** Opening SOURCE RECORDS block **

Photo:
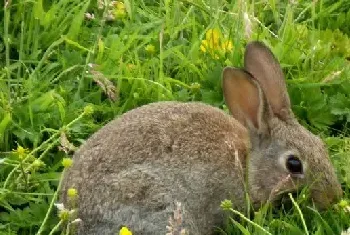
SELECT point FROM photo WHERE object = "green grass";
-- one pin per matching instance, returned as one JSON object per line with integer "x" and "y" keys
{"x": 56, "y": 67}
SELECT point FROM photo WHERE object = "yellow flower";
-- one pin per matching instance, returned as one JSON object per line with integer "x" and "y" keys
{"x": 125, "y": 231}
{"x": 227, "y": 46}
{"x": 204, "y": 45}
{"x": 150, "y": 49}
{"x": 72, "y": 192}
{"x": 213, "y": 36}
{"x": 88, "y": 109}
{"x": 214, "y": 45}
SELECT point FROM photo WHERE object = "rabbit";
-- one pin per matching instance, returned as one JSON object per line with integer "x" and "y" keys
{"x": 133, "y": 170}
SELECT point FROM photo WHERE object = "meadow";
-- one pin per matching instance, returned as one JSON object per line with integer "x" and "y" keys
{"x": 68, "y": 67}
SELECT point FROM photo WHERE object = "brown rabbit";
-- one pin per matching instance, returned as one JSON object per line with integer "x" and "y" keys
{"x": 132, "y": 170}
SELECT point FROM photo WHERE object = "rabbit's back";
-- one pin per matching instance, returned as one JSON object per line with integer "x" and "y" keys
{"x": 133, "y": 169}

** Closing SOURCE RECORDS block **

§ AIM OF THE TASK
Among the lines above, find those holding "WHERE" and copy each one.

§ ANSWER TO THE PROBLEM
SELECT point FROM photo WHERE object = "green grass";
SELECT point FROM photo WHERE object = "yellow flower";
SELECT point FROM photo WHERE object = "rabbit";
SELECT point FROM photo WHERE object = "meadow";
SELECT point FROM photo WHERE object = "brown rabbit";
SELECT point FROM photo WHERE object = "rabbit's back";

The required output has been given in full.